La première « plus belle femme de France » fut couronnée le 10 mai 1920 et le concours prit officiellement le nom de « Miss France » en 1927. Depuis, chaque édition est le reflet de son temps. Entre sexisme et scandales, à la fois moderne et conservateur, le concours est à l’image de la société. Chaque année, il continue de réunir des millions de téléspectateurs, curieux de découvrir - et avides de juger – les « plus belles femmes » de France et d’Outre-mer.
Quelques mois après la Première Guerre mondiale, c'est sur une idée du journaliste d'origine belge Maurice de Waleffe que Le Journal organisa le concours de « La plus belle femme de France ». L’idée de son instigateur était de « mettre en avant la splendeur physique » et de prouver que « le choix de la majorité indique le type instinctif d’une nation ».
Le quotidien invita ses lecteurs à faire leur choix parmi une sélection de 2063 candidates convaincues par les arguments de Waleffe. Chacune était présentée sous un pseudo de nom de fleur, de pierre, d'oiseau ou de déesse.
Après plusieurs éliminatoires, les photos de 49 jeunes femmes furent distribuées dans les cinémas parisiens. Les Français, mais aussi les Belges, furent invités à se rendre à plusieurs reprises au cinéma pour voter lors des sept manches que compte le concours.
À leur arrivée au cinéma, chaque spectateur se voyait remettre un ticket d’entrée et une carte postale portant les noms des candidates. « Mettez, dans l'ordre de vos préférences, un numéro (de 1 à 7) en face de chaque candidate, en mettant le numéro 1 à la préférée », peut-on lire en guise de consigne dans Le Journal du vendredi 20 février 1920.
Une fois leur décision prise, les votants n'avaient plus qu'à signer et indiquer leur adresse sur la carte puis à l'envoyer au journal, pour le décompte des votes en présence d'un huissier.
Arrive le grand jour, le 10 mai 1920 : la France élit donc sa première reine de beauté. L’heureuse élue est une jeune fille de 17 ans, Agnès Souret, native d’Espelette (Basses-Pyrénées). Née d'un père breton et d'une mère basque, elle a les cheveux châtain clair, les yeux bruns et mesure 1 mètre 68.

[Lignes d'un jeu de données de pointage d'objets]
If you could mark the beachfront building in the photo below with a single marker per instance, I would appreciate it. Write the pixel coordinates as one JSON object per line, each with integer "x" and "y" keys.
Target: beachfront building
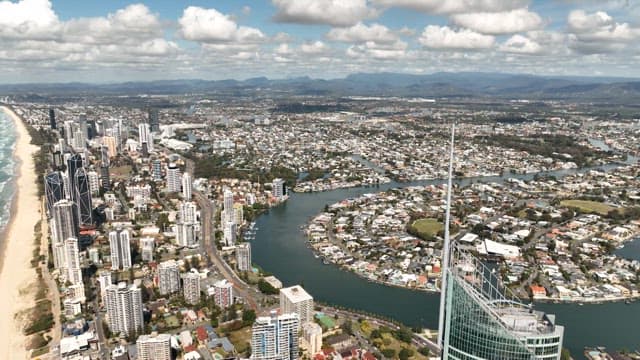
{"x": 275, "y": 337}
{"x": 154, "y": 347}
{"x": 119, "y": 244}
{"x": 295, "y": 299}
{"x": 124, "y": 308}
{"x": 243, "y": 256}
{"x": 168, "y": 277}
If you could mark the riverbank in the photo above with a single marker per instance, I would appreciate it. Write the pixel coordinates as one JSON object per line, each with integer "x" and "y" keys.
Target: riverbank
{"x": 17, "y": 279}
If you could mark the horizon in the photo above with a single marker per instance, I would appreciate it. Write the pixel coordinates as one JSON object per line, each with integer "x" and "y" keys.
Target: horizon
{"x": 44, "y": 41}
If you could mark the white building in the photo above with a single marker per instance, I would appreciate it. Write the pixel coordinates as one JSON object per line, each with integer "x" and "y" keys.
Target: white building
{"x": 191, "y": 285}
{"x": 168, "y": 277}
{"x": 154, "y": 347}
{"x": 243, "y": 256}
{"x": 296, "y": 300}
{"x": 223, "y": 293}
{"x": 275, "y": 337}
{"x": 124, "y": 308}
{"x": 119, "y": 244}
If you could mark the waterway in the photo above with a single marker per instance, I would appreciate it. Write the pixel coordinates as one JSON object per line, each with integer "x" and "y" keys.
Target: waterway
{"x": 280, "y": 247}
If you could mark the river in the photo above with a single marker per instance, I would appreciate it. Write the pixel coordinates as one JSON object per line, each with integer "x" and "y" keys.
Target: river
{"x": 280, "y": 247}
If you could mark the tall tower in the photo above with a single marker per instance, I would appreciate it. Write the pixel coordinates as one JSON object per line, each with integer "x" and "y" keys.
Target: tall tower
{"x": 119, "y": 244}
{"x": 124, "y": 308}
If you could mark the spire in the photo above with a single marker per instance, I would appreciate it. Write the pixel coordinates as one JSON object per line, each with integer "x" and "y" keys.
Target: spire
{"x": 446, "y": 246}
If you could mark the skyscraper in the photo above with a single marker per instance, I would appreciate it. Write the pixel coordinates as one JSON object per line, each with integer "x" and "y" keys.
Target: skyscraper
{"x": 243, "y": 256}
{"x": 168, "y": 277}
{"x": 83, "y": 197}
{"x": 154, "y": 347}
{"x": 295, "y": 299}
{"x": 479, "y": 317}
{"x": 191, "y": 286}
{"x": 124, "y": 308}
{"x": 119, "y": 244}
{"x": 53, "y": 190}
{"x": 275, "y": 337}
{"x": 187, "y": 186}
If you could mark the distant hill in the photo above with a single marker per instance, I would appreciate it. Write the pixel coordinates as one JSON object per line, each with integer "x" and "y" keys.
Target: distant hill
{"x": 443, "y": 84}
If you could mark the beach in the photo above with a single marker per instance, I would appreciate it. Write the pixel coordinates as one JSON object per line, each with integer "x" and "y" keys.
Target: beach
{"x": 17, "y": 277}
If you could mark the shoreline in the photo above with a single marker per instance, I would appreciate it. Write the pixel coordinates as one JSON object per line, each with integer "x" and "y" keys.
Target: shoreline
{"x": 17, "y": 276}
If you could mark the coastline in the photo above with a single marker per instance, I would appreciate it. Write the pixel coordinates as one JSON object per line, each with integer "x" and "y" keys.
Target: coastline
{"x": 16, "y": 274}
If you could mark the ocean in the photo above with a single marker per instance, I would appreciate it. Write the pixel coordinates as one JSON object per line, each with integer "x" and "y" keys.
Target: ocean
{"x": 7, "y": 167}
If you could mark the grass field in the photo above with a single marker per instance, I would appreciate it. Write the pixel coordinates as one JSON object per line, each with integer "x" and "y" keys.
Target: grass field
{"x": 428, "y": 226}
{"x": 588, "y": 206}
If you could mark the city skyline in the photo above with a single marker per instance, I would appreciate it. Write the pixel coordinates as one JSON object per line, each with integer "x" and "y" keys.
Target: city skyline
{"x": 45, "y": 41}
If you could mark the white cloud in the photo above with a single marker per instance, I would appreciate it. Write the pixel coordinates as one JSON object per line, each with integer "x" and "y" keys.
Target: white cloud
{"x": 443, "y": 37}
{"x": 361, "y": 33}
{"x": 519, "y": 44}
{"x": 505, "y": 22}
{"x": 330, "y": 12}
{"x": 455, "y": 6}
{"x": 211, "y": 26}
{"x": 315, "y": 47}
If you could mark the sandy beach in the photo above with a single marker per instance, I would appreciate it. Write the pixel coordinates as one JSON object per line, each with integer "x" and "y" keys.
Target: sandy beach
{"x": 17, "y": 277}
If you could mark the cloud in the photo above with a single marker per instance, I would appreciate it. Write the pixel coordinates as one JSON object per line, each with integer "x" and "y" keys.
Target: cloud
{"x": 519, "y": 44}
{"x": 362, "y": 33}
{"x": 443, "y": 37}
{"x": 315, "y": 47}
{"x": 497, "y": 23}
{"x": 330, "y": 12}
{"x": 455, "y": 6}
{"x": 211, "y": 26}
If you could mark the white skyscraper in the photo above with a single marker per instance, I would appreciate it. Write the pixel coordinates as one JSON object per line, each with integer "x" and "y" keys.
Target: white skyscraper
{"x": 243, "y": 256}
{"x": 187, "y": 186}
{"x": 168, "y": 277}
{"x": 275, "y": 337}
{"x": 154, "y": 347}
{"x": 119, "y": 244}
{"x": 174, "y": 179}
{"x": 124, "y": 308}
{"x": 191, "y": 285}
{"x": 296, "y": 300}
{"x": 145, "y": 136}
{"x": 223, "y": 293}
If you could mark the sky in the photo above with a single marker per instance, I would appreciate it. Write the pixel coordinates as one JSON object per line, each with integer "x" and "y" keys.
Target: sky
{"x": 117, "y": 40}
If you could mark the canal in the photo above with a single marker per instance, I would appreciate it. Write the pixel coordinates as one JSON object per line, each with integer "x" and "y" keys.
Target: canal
{"x": 280, "y": 247}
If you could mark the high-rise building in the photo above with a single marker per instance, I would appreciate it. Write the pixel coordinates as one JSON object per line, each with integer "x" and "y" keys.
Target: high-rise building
{"x": 191, "y": 286}
{"x": 74, "y": 273}
{"x": 275, "y": 337}
{"x": 154, "y": 120}
{"x": 174, "y": 179}
{"x": 223, "y": 293}
{"x": 52, "y": 119}
{"x": 83, "y": 197}
{"x": 187, "y": 186}
{"x": 295, "y": 299}
{"x": 243, "y": 256}
{"x": 278, "y": 189}
{"x": 124, "y": 308}
{"x": 119, "y": 244}
{"x": 168, "y": 277}
{"x": 154, "y": 347}
{"x": 53, "y": 190}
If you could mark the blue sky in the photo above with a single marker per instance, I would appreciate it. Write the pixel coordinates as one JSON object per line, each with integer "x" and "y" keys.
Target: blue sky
{"x": 110, "y": 41}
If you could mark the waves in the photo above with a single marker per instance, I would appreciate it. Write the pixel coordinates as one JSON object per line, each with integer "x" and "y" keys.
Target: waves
{"x": 7, "y": 167}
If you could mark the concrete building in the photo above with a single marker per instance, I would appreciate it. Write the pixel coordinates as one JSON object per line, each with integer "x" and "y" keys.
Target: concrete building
{"x": 124, "y": 308}
{"x": 275, "y": 337}
{"x": 168, "y": 277}
{"x": 154, "y": 347}
{"x": 295, "y": 299}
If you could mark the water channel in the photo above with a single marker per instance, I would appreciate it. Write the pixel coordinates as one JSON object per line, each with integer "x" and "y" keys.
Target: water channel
{"x": 280, "y": 247}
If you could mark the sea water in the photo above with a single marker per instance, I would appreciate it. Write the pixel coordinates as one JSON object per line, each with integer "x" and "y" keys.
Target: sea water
{"x": 7, "y": 167}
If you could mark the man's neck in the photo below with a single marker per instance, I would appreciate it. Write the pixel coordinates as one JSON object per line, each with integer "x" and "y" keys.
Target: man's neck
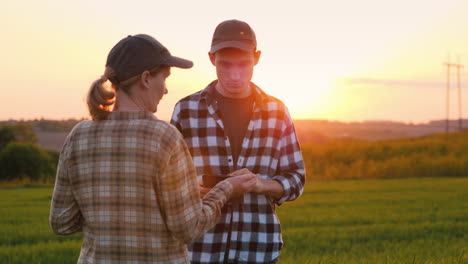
{"x": 245, "y": 93}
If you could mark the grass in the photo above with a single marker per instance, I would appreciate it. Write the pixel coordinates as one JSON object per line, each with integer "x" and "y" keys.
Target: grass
{"x": 437, "y": 155}
{"x": 414, "y": 220}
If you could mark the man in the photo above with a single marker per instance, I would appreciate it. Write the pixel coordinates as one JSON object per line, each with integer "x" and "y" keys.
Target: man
{"x": 234, "y": 128}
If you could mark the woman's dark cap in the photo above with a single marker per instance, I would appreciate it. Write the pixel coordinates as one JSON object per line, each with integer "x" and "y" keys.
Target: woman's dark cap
{"x": 135, "y": 54}
{"x": 233, "y": 34}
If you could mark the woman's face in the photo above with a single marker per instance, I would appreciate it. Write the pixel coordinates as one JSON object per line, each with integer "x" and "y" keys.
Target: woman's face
{"x": 156, "y": 89}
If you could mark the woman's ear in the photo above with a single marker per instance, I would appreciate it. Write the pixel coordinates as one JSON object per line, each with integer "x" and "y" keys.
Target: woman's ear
{"x": 145, "y": 79}
{"x": 257, "y": 54}
{"x": 212, "y": 58}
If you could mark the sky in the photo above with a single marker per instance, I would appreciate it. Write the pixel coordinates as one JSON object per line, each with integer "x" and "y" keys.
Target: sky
{"x": 338, "y": 60}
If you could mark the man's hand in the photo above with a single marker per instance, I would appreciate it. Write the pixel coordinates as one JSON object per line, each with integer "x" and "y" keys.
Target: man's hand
{"x": 203, "y": 190}
{"x": 267, "y": 187}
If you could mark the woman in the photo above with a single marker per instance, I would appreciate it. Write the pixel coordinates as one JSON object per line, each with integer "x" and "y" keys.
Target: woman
{"x": 126, "y": 179}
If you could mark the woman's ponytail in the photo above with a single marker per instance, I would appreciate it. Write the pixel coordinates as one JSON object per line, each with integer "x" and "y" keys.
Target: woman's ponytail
{"x": 99, "y": 99}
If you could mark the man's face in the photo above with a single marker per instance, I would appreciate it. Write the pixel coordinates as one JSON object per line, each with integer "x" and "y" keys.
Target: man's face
{"x": 234, "y": 68}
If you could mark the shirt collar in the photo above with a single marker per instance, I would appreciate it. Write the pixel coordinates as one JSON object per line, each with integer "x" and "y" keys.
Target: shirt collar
{"x": 120, "y": 115}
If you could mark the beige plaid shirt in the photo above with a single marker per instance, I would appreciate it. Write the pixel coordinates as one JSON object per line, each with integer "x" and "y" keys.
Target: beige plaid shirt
{"x": 129, "y": 184}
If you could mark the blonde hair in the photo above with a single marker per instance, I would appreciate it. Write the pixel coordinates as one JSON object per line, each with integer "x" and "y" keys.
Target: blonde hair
{"x": 100, "y": 99}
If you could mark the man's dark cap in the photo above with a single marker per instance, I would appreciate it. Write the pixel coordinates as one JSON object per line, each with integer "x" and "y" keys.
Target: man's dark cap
{"x": 135, "y": 54}
{"x": 233, "y": 34}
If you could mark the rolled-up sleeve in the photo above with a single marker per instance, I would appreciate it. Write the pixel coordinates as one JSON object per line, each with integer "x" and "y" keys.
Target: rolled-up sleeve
{"x": 65, "y": 216}
{"x": 291, "y": 171}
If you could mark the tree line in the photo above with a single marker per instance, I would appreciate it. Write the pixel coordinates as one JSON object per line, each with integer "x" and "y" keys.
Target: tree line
{"x": 21, "y": 158}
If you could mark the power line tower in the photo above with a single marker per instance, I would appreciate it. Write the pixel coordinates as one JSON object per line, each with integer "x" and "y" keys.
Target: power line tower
{"x": 458, "y": 66}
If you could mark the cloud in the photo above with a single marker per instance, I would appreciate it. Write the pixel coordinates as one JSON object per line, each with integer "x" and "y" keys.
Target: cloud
{"x": 420, "y": 84}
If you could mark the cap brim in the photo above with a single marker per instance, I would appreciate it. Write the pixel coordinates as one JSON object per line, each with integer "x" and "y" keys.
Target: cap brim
{"x": 232, "y": 44}
{"x": 178, "y": 62}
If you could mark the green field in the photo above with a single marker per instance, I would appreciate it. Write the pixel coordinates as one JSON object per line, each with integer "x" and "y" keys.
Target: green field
{"x": 414, "y": 220}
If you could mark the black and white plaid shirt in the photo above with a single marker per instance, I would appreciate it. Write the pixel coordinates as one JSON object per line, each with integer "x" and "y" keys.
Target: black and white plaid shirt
{"x": 250, "y": 231}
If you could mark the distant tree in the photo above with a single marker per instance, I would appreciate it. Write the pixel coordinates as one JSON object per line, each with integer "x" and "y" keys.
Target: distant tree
{"x": 7, "y": 135}
{"x": 19, "y": 160}
{"x": 17, "y": 132}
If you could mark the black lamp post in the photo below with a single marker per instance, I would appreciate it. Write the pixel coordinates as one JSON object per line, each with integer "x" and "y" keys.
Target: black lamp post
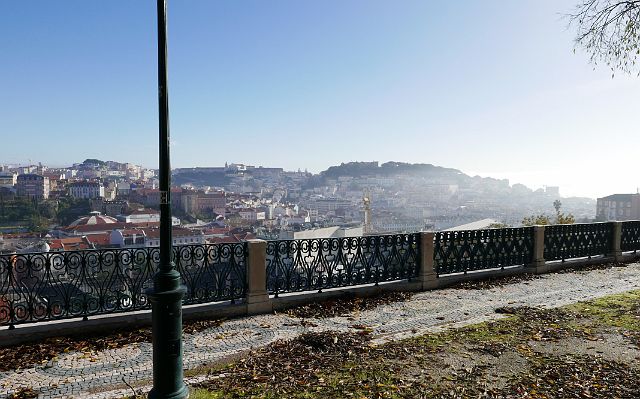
{"x": 168, "y": 291}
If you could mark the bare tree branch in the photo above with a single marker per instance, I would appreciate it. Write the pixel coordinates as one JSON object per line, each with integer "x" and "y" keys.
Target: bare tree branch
{"x": 609, "y": 30}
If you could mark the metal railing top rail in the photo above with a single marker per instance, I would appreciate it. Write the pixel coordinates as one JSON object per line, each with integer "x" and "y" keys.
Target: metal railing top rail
{"x": 56, "y": 285}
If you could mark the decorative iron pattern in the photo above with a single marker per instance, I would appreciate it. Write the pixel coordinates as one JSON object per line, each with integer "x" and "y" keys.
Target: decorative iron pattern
{"x": 630, "y": 238}
{"x": 57, "y": 285}
{"x": 566, "y": 241}
{"x": 468, "y": 250}
{"x": 317, "y": 264}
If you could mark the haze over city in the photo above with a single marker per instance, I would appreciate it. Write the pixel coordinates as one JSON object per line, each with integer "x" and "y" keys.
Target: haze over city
{"x": 489, "y": 88}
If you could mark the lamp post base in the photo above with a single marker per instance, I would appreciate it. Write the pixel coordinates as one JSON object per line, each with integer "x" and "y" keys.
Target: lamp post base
{"x": 168, "y": 377}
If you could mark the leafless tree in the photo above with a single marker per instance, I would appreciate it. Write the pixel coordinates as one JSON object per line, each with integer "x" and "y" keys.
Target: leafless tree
{"x": 609, "y": 30}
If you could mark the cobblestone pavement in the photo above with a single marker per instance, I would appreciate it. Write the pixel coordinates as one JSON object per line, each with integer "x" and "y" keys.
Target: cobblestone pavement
{"x": 101, "y": 374}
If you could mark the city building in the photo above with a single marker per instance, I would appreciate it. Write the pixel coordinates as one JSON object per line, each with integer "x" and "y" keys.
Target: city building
{"x": 86, "y": 190}
{"x": 618, "y": 207}
{"x": 8, "y": 179}
{"x": 32, "y": 186}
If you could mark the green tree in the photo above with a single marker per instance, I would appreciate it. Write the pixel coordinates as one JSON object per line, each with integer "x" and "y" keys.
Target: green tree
{"x": 536, "y": 220}
{"x": 543, "y": 220}
{"x": 498, "y": 226}
{"x": 609, "y": 31}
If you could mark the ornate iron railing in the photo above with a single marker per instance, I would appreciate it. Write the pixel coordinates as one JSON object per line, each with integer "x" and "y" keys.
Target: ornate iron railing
{"x": 57, "y": 285}
{"x": 317, "y": 264}
{"x": 469, "y": 250}
{"x": 566, "y": 241}
{"x": 630, "y": 238}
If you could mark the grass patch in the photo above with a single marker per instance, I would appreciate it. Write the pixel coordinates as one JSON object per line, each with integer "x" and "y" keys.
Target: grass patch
{"x": 517, "y": 356}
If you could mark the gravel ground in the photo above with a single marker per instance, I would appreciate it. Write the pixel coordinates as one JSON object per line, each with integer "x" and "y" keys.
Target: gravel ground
{"x": 102, "y": 374}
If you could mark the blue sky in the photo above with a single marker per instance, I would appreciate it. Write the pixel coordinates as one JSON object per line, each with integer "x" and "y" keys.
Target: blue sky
{"x": 491, "y": 87}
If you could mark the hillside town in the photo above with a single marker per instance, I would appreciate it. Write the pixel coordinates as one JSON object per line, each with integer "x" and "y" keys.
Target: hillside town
{"x": 106, "y": 204}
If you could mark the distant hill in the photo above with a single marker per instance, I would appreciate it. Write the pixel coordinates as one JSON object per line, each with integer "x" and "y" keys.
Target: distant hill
{"x": 200, "y": 178}
{"x": 362, "y": 169}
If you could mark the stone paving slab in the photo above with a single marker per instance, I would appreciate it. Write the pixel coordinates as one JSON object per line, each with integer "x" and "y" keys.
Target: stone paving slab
{"x": 101, "y": 374}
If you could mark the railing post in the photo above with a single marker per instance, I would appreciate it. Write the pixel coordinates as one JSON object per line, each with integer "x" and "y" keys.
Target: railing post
{"x": 258, "y": 300}
{"x": 537, "y": 264}
{"x": 616, "y": 242}
{"x": 427, "y": 275}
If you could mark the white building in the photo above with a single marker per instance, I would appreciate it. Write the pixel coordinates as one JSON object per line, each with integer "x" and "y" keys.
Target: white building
{"x": 86, "y": 190}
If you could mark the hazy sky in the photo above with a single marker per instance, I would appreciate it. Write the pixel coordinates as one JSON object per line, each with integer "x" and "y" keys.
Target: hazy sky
{"x": 488, "y": 87}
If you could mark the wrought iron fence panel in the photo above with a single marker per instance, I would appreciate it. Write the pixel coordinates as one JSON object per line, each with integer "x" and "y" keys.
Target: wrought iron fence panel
{"x": 566, "y": 241}
{"x": 212, "y": 272}
{"x": 57, "y": 285}
{"x": 317, "y": 264}
{"x": 468, "y": 250}
{"x": 630, "y": 238}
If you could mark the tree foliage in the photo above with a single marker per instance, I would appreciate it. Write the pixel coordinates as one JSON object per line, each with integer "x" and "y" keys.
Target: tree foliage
{"x": 544, "y": 220}
{"x": 609, "y": 30}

Consignes:
1. D'après le texte, quel âge avait Agnès Souret au moment de son élection ?
2. Recopiez à l'identique, s'il vous plaît, le passage du texte qui débute aux mots « Le quotidien invita » et s'arrête après les mots « compte le concours. ».
Appuyez-vous uniquement sur le texte pour répondre.

Réponses:
1. Elle avait 17 ans.

2.
Le quotidien invita ses lecteurs à faire leur choix parmi une sélection de 2063 candidates convaincues par les arguments de Waleffe. Chacune était présentée sous un pseudo de nom de fleur, de pierre, d'oiseau ou de déesse.
Après plusieurs éliminatoires, les photos de 49 jeunes femmes furent distribuées dans les cinémas parisiens. Les Français, mais aussi les Belges, furent invités à se rendre à plusieurs reprises au cinéma pour voter lors des sept manches que compte le concours.